Pull out the lines of the entries below word for word, beginning at the very first line and stopping after the line that has "pixel 300 780". Leave the pictures out of your answer.

[Extracted entries]
* START *

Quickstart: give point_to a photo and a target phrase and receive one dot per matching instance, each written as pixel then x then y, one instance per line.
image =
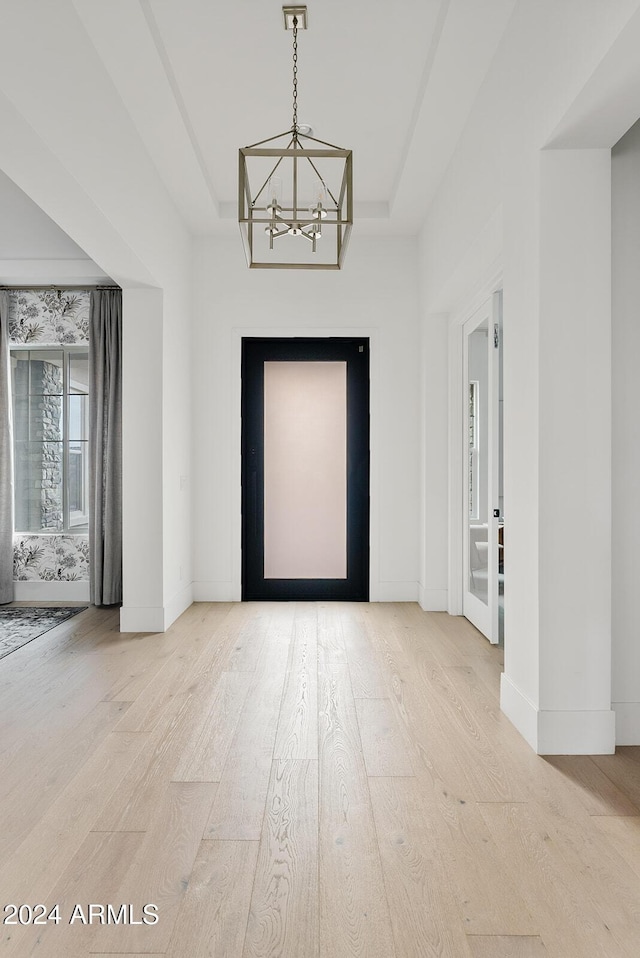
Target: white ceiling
pixel 394 82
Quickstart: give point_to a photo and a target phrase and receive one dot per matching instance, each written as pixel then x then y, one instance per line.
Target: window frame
pixel 69 527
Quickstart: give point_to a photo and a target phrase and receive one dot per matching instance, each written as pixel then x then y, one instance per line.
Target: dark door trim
pixel 355 352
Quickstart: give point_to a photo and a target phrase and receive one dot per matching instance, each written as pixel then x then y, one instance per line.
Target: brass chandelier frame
pixel 261 212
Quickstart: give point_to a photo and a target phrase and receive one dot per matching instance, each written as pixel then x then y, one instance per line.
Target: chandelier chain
pixel 295 76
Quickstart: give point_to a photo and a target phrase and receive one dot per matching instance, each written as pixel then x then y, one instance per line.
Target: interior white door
pixel 481 381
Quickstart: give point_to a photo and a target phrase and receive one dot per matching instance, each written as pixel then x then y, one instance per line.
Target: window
pixel 51 432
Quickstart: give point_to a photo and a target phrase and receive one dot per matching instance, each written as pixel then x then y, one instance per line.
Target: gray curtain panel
pixel 105 447
pixel 6 458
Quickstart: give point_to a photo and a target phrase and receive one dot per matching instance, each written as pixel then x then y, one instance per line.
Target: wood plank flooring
pixel 300 780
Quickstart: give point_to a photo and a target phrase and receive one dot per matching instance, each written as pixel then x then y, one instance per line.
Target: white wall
pixel 625 565
pixel 376 294
pixel 494 189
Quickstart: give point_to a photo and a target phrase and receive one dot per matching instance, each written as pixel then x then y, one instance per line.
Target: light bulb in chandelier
pixel 319 208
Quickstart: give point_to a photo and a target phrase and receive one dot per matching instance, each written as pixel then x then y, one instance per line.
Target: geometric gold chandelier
pixel 295 199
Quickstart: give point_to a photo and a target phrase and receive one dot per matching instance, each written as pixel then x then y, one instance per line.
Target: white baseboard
pixel 556 732
pixel 395 592
pixel 39 591
pixel 433 600
pixel 177 605
pixel 215 592
pixel 590 732
pixel 627 722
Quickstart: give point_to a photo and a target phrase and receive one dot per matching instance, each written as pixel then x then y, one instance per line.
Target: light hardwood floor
pixel 312 780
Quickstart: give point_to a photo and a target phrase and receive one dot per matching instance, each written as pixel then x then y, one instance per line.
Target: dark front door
pixel 305 469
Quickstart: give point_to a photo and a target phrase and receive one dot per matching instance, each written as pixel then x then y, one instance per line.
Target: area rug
pixel 21 624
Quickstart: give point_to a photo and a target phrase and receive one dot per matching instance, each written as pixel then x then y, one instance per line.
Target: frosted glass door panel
pixel 478 420
pixel 305 470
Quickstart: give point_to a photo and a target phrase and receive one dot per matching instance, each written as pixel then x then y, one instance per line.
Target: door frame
pixel 376 588
pixel 457 439
pixel 484 615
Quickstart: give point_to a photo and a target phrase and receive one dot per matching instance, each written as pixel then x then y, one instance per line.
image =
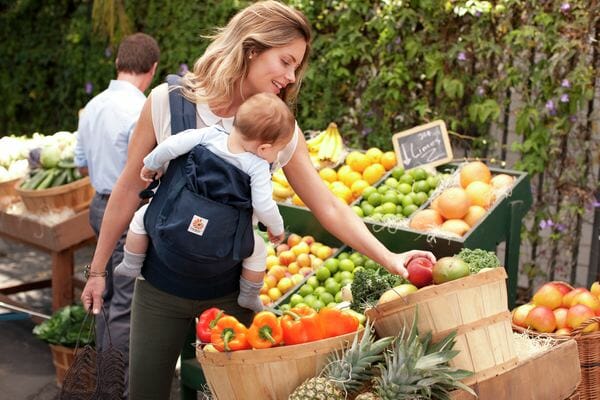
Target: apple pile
pixel 557 308
pixel 289 263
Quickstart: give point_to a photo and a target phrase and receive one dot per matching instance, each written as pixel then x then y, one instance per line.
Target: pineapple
pixel 415 368
pixel 347 371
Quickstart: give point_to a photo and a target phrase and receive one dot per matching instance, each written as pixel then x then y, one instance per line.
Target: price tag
pixel 424 145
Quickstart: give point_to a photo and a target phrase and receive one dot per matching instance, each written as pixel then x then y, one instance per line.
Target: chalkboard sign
pixel 423 145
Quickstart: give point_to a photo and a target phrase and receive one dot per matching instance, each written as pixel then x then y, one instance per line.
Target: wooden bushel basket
pixel 75 195
pixel 267 374
pixel 475 306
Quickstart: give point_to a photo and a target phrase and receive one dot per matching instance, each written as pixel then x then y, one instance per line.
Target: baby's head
pixel 266 124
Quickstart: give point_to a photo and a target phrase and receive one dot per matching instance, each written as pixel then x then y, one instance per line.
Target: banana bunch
pixel 327 148
pixel 281 187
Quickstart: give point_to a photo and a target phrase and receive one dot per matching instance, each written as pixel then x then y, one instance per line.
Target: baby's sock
pixel 248 297
pixel 131 265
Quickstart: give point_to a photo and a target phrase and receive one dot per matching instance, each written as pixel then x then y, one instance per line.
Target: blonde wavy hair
pixel 224 64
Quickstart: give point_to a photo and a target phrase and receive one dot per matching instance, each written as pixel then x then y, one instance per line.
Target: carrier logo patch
pixel 197 225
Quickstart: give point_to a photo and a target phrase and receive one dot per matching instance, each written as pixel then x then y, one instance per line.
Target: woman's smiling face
pixel 273 69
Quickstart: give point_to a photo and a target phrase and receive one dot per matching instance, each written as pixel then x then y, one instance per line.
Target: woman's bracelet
pixel 88 273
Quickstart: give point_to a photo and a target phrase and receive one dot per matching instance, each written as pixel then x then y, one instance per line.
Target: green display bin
pixel 502 223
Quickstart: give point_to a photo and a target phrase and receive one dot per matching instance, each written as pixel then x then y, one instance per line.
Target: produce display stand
pixel 552 375
pixel 502 223
pixel 60 240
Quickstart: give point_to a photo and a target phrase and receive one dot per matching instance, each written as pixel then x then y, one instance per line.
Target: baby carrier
pixel 200 219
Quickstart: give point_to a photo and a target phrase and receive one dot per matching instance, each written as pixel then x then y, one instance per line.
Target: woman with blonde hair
pixel 264 48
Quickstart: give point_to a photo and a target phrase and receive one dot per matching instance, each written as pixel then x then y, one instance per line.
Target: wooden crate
pixel 75 195
pixel 475 306
pixel 552 375
pixel 267 374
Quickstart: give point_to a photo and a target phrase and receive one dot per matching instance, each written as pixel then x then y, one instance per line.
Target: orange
pixel 474 171
pixel 351 177
pixel 480 194
pixel 388 160
pixel 359 162
pixel 358 187
pixel 374 154
pixel 453 203
pixel 328 174
pixel 373 173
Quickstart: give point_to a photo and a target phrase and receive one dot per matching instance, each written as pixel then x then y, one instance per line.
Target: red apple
pixel 520 314
pixel 561 317
pixel 548 295
pixel 419 271
pixel 541 319
pixel 578 314
pixel 562 286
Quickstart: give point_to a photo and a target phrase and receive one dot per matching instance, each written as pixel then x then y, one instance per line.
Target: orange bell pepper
pixel 301 325
pixel 265 331
pixel 229 334
pixel 337 322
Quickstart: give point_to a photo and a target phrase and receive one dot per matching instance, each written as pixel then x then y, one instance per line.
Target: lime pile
pixel 398 196
pixel 324 287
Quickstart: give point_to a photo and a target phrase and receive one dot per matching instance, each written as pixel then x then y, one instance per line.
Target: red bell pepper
pixel 337 322
pixel 205 320
pixel 229 334
pixel 301 325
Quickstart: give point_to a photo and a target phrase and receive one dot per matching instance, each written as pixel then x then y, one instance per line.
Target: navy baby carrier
pixel 200 220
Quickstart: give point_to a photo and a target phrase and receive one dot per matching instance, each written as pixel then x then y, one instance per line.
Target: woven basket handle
pixel 579 330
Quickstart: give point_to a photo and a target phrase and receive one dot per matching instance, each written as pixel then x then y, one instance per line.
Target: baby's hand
pixel 275 239
pixel 149 175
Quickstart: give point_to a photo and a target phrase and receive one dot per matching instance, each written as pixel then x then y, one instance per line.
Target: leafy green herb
pixel 64 326
pixel 369 284
pixel 479 259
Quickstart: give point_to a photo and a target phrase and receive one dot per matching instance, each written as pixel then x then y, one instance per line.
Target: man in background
pixel 104 131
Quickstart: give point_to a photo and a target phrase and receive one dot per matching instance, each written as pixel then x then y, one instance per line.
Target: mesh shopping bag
pixel 95 375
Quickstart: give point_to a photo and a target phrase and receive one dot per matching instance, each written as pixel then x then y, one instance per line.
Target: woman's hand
pixel 91 297
pixel 400 261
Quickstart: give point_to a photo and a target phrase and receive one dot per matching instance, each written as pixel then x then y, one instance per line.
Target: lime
pixel 406 178
pixel 322 273
pixel 374 199
pixel 347 265
pixel 397 172
pixel 295 299
pixel 368 191
pixel 347 275
pixel 357 258
pixel 332 264
pixel 407 201
pixel 419 174
pixel 408 210
pixel 388 208
pixel 391 182
pixel 358 211
pixel 338 297
pixel 307 289
pixel 366 208
pixel 405 188
pixel 390 197
pixel 327 297
pixel 421 186
pixel 313 281
pixel 319 290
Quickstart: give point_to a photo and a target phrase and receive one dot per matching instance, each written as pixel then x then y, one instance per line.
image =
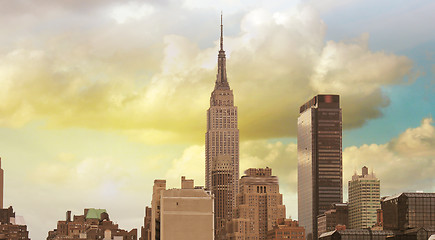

* END *

» **RESULT FOR THIS EXERCISE**:
Quickstart: give point_to a photo and a target phrase and receive one dot per matching instance, each written as pixel then x then y, one instance per line.
image =
Target: white ceiling
pixel 394 82
Quickstart: give point_to a photo and a target phrase and receive one dot per matching instance, each written as pixel then x then y, one instance per line.
Target: window frame
pixel 69 527
Quickstart: give point_to a photo and a target phrase and receive one dot per matching instance, each written as pixel then x then y, one instance per line.
Target: dark door trim
pixel 355 352
Quickstart: give point_to a photo and a target phrase and receive one dot per matching instance, each written as pixel then x then y, one instance per line.
Target: brass chandelier frame
pixel 261 212
Quickstart: give point_to a photo and a target phrase and receive one dot per matching instance, each written as pixel then x then y, one instance per line.
Target: chandelier chain
pixel 295 76
Quickstart: give point_to a photo and a target phrase and receive one dot per matching instance, each written as pixel then x then y, one instance per line.
Target: interior white door
pixel 481 381
Quickstart: give point_to a photo and a target phrase and receive one dot per matching instance, each written as pixel then x then y, one instance per line.
Target: window
pixel 51 432
Quickstart: give point_to a photo and a target phrase and receive one dot per matching instance, each written as pixel then x then y, one instance per line.
Target: gray curtain panel
pixel 105 447
pixel 6 458
Quickstart: give point_to a photo and a target phrase and receive one dot per matching instance, each written as pixel then x then y, one instance per line.
Target: wood plank flooring
pixel 300 780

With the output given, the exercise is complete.